## [SUPPLIED PASSAGE]
------

In any case, God put Adam into a “deep sleep” and, while
Adam slept, performed a marvelous surgical operation. Since this sleep was
not necessary to prevent pain (as yet, there was no knowledge of pain or
suffering in the world), there must have been some profound spiritual
picture in the action. It seems almost as though Adam “died” when as yet
there was no death in the world, in order that he might obtain a bride to
share his life.
On this side of Calvary, the Christian can hardly fail to
see here God’s first proclamation of the
everlasting gospel (Revelation 14:6), telling
of one who was “slain from the foundation of the world” (Revelation 13:8).
Though Adam himself may not have understood this, he would at least forever
be impressed with the formation of new life and perfect fellowship out of
what would have seemed, except for God, to be the very cessation of life!
It is likely that the word “rib” is a poor translation.
The Hebrew word
tsela
appears thirty-five times in the Old Testament and this is the only time it
has been rendered “rib.” Most of the time (in at least twenty of its
occurrences) it means simply “side.” The thought evidently is to stress that
woman was made neither from Adam’s head (suggesting superiority to him) nor
from his feet (suggesting inferiority), but from his side, indicating
equality and companionship. Probably the verse should be translated somewhat
as follows: “And he took one of his sides, and closed up the [remaining]
flesh in the stead of [that which he had taken]; And the side, which the
Lord God had taken from man, made he a woman, and brought her unto the man.”

------

Coordinate annotation rows:
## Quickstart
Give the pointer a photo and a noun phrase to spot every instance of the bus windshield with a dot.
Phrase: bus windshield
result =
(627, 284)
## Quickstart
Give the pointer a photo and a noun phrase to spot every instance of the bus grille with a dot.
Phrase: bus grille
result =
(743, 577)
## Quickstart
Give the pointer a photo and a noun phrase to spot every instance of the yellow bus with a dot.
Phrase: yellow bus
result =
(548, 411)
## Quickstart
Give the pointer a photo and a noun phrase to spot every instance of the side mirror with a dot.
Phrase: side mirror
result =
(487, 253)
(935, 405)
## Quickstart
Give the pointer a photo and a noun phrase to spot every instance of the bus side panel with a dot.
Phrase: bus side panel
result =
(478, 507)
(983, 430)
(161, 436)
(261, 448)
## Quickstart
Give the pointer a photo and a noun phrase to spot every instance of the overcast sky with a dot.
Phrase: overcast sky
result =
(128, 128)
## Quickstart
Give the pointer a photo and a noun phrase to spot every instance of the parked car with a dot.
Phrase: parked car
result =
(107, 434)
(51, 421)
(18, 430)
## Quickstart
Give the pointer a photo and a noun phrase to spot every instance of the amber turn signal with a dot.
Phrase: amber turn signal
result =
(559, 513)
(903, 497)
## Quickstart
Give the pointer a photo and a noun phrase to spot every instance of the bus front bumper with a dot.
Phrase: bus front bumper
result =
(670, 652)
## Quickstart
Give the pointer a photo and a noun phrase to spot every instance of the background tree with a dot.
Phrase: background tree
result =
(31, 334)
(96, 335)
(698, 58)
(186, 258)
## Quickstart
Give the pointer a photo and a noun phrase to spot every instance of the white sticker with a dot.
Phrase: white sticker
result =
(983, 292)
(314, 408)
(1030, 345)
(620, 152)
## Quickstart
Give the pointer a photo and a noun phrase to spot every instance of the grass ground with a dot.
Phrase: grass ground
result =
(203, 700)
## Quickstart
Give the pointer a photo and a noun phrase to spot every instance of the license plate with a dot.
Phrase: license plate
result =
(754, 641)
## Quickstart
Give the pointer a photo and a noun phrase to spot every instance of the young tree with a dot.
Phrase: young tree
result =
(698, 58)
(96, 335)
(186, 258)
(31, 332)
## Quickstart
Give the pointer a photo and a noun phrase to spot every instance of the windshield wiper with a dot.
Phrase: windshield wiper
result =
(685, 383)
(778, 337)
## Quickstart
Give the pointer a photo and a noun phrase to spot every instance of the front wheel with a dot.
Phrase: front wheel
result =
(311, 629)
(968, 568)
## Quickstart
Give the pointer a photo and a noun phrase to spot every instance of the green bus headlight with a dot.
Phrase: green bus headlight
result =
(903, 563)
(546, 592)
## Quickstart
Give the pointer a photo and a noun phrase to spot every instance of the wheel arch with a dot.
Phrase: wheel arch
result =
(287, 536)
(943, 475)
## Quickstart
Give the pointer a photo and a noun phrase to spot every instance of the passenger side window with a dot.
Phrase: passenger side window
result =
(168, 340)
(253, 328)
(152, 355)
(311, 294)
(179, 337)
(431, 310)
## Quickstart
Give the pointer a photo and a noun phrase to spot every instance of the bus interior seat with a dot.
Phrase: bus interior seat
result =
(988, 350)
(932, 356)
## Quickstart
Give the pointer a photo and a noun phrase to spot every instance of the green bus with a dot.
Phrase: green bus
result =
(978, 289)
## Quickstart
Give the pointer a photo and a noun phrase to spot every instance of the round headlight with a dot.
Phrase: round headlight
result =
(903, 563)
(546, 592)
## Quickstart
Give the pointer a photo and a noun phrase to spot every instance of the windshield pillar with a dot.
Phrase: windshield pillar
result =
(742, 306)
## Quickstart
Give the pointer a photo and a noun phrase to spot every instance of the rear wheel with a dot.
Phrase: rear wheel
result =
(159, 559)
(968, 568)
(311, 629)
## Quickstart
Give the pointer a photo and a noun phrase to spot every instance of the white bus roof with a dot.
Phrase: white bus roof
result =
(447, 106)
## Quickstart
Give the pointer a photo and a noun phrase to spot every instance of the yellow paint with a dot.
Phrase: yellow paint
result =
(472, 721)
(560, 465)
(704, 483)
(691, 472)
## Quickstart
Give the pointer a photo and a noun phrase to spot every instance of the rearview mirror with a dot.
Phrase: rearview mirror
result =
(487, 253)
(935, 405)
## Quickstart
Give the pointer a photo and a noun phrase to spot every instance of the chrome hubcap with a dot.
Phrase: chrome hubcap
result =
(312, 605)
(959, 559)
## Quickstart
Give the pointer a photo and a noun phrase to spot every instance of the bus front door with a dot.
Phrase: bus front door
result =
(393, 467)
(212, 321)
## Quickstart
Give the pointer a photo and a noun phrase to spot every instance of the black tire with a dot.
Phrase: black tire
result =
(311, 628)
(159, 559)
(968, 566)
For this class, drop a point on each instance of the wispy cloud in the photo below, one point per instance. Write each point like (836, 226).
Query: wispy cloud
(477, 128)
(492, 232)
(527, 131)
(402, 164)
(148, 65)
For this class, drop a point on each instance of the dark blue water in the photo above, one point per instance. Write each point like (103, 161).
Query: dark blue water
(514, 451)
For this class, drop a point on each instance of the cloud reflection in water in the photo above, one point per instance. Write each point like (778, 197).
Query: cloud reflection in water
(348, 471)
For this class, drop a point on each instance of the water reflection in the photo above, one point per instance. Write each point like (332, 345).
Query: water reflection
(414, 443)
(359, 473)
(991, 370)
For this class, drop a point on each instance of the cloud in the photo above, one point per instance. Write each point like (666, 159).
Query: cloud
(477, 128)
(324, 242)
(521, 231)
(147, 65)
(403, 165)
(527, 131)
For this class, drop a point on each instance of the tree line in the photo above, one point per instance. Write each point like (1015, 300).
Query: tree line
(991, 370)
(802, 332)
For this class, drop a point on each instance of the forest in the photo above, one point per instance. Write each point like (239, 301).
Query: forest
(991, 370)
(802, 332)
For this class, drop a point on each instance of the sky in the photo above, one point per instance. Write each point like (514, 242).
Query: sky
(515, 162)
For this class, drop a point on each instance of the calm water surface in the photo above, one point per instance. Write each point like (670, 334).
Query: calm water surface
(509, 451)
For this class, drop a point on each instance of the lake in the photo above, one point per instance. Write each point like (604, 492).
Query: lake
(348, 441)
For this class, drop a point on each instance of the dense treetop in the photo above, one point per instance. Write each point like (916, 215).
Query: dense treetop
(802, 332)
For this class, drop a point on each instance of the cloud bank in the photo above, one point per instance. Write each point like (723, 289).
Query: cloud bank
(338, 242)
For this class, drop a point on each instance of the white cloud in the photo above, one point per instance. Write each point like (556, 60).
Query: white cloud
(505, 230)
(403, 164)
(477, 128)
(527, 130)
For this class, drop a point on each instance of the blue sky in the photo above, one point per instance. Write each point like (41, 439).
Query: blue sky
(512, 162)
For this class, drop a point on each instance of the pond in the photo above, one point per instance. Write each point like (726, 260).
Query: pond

------

## [JOBS]
1 – Summarize the passage about Adam's deep sleep in two sentences.
2 – Extend the passage about Adam's deep sleep with one more paragraph, starting after its proposed translation of the verse.
These rows were taken from a separate source.

## [FINAL RESULTS]
1 – God put Adam into a deep sleep that was not needed to prevent pain, and the passage sees this as a spiritual picture in which Adam seemed to "die" to obtain a bride, an act Christians can read as God's first proclamation of the everlasting gospel. It also argues that the Hebrew word tsela, rendered "rib" only here among its thirty-five Old Testament occurrences, usually means "side," showing that woman was made from Adam's side to indicate equality and companionship.

2 –
Instead of what some have regarded as a childish and
unscientific myth (pointing out that man does not have one less rib than
woman, and ignoring the fact that, even if this were an actual rib, such
“acquired characteristics” are never inherited!), this narrative is
beautifully realistic and meaningful.
In what sense did the Lord God take one of Adam’s sides?
A “side” would include both flesh and bone, as well as blood, released from
the opened side. Adam could later say, “This is now bone of my bones, and
flesh of my flesh.”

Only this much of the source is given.